- PASSAGE TO READ
- Born: 5 November 1953 (age 71) Hope Bay, Jamaica
- Style: Wadō-ryū Karate
- Teacher(s): Toru Takamizawa
- Rank: 8th Dan
- Medal record
Representing United Kingdom
Karate
European Championship
| Gold medal – first place | 1975 Ostend | Kumite −80 kg |
| Gold medal – first place | 1978 Geneva | Kumite −80 kg |
Karate
World Championship
| Gold medal – first place | 1975 Long beach | Team Kumite |
| Silver medal – second place | 1977 Tokyo | Kumite −80 kg |

= Eugene Codrington =

British karateka (born 1953)

Eugene Codrington (born 5 November 1953) is a British karateka. He has an 8th Dan black belt in karate and is the winner of multiple European Karate Championships and was part of first non- Japanese team to win a World Karate Championships. Eugene is a founder member of the English Karate Governing Board (EKGB) for whom he is Senior Coach.

- REQUIRED WORK
Reproduce the entire text on Eugene Codrington word for word. Rely solely on the text about Eugene Codrington and draw on no other source.

- STORED ROWS

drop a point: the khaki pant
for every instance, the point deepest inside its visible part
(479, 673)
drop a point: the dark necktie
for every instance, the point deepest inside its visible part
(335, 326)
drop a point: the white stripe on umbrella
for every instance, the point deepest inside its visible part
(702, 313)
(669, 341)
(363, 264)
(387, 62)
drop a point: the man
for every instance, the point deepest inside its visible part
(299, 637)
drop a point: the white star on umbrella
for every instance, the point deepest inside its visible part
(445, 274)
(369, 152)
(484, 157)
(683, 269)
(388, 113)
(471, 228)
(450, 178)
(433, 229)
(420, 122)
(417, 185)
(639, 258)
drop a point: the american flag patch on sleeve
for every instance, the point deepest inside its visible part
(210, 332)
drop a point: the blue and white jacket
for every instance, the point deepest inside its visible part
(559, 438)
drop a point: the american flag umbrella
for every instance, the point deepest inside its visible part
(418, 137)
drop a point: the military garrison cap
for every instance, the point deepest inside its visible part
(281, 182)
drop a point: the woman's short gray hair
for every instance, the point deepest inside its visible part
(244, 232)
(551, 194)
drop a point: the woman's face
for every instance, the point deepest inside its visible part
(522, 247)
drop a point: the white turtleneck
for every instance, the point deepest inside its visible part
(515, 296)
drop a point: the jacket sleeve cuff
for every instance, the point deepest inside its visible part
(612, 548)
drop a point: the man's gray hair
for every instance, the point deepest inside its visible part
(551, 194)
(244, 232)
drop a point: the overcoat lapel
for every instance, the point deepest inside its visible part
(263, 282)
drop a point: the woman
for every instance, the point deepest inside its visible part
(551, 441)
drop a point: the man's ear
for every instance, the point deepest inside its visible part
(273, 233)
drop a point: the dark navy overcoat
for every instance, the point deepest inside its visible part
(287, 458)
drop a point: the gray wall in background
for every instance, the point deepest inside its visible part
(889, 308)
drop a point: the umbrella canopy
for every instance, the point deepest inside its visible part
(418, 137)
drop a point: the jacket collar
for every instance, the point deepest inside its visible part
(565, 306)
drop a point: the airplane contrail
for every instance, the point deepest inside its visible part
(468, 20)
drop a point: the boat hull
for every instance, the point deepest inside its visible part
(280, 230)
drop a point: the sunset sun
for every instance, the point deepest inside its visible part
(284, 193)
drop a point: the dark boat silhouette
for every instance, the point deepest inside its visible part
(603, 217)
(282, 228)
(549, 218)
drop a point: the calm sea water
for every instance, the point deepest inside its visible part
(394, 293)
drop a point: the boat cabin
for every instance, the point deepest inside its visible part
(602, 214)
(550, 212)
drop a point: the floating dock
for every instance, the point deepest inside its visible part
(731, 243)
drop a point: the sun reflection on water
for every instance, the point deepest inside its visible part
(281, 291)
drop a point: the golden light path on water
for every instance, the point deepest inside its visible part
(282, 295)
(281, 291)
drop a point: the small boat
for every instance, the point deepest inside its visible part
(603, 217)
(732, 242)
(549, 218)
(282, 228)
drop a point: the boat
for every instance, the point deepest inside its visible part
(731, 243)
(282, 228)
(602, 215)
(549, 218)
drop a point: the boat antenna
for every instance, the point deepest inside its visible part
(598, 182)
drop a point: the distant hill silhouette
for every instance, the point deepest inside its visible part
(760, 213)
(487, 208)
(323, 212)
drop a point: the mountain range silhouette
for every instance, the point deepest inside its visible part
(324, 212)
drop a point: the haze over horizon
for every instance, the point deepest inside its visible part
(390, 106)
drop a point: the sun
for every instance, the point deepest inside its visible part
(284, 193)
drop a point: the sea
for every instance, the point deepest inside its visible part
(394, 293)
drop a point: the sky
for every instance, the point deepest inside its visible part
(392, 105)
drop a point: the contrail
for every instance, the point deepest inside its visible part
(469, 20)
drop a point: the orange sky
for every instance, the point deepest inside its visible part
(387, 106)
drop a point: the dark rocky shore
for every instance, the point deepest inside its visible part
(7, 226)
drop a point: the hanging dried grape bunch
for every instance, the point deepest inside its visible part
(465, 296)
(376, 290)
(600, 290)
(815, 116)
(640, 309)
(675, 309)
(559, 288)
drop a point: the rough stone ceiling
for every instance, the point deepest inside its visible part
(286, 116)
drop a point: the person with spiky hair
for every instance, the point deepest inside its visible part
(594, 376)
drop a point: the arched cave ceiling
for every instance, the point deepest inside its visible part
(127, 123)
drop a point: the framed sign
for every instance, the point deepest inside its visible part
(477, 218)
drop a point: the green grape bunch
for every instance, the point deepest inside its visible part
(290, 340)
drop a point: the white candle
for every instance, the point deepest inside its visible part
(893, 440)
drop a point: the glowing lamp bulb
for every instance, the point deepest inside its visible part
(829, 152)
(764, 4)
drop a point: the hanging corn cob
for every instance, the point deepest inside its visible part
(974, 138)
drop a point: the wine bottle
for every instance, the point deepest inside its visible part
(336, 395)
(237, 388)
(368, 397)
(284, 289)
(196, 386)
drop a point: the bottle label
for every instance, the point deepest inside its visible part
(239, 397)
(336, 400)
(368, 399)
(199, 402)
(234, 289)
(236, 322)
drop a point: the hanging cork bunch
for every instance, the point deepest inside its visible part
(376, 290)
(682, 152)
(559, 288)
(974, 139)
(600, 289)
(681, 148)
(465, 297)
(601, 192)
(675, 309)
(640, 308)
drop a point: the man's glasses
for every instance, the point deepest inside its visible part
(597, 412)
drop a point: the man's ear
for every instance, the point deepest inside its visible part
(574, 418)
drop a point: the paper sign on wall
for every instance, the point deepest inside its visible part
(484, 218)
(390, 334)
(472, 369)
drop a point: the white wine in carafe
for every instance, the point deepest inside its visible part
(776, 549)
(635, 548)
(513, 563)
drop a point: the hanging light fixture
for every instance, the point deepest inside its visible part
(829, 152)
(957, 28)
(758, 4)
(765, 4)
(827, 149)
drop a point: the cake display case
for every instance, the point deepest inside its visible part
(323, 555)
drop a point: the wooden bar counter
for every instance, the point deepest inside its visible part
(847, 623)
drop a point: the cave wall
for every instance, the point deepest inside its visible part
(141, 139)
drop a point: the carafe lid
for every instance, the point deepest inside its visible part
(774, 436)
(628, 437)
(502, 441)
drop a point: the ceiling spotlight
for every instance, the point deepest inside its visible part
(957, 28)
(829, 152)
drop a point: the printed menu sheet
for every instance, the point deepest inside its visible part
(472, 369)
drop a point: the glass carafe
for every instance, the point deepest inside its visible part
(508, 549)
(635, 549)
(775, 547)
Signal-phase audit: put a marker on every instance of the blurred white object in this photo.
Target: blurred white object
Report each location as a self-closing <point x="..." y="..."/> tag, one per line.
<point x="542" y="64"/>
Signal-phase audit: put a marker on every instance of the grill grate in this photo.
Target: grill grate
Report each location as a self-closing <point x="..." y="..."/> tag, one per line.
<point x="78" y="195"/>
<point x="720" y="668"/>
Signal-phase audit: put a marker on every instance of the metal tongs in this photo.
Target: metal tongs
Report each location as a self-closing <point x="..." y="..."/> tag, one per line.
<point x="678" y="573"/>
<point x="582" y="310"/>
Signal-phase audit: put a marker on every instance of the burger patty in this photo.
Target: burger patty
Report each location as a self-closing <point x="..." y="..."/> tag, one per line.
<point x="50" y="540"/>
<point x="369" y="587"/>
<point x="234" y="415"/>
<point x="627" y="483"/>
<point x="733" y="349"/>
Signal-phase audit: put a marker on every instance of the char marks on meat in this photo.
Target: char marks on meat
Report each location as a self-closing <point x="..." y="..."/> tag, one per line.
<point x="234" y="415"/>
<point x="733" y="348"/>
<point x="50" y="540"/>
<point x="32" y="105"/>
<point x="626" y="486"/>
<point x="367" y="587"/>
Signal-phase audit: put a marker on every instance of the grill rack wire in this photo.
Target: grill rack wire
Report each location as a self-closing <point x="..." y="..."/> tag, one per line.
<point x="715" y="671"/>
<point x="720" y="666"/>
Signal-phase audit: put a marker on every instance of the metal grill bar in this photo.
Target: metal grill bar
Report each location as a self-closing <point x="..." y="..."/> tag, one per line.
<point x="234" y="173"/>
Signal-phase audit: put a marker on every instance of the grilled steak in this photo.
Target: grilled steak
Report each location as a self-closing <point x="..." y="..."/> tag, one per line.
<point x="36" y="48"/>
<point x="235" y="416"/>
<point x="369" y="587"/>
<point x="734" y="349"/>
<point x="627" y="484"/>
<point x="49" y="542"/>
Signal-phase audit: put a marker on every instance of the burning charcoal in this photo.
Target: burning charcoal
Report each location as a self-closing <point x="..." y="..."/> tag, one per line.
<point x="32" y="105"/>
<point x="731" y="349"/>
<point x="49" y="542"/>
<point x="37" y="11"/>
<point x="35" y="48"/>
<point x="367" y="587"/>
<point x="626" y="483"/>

- COMPLETED TASK
- Born: 5 November 1953 (age 71) Hope Bay, Jamaica
- Style: Wadō-ryū Karate
- Teacher(s): Toru Takamizawa
- Rank: 8th Dan
- Medal record
Representing United Kingdom
Karate
European Championship
| Gold medal – first place | 1975 Ostend | Kumite −80 kg |
| Gold medal – first place | 1978 Geneva | Kumite −80 kg |
Karate
World Championship
| Gold medal – first place | 1975 Long beach | Team Kumite |
| Silver medal – second place | 1977 Tokyo | Kumite −80 kg |

= Eugene Codrington =

British karateka (born 1953)

Eugene Codrington (born 5 November 1953) is a British karateka. He has an 8th Dan black belt in karate and is the winner of multiple European Karate Championships and was part of first non- Japanese team to win a World Karate Championships. Eugene is a founder member of the English Karate Governing Board (EKGB) for whom he is Senior Coach.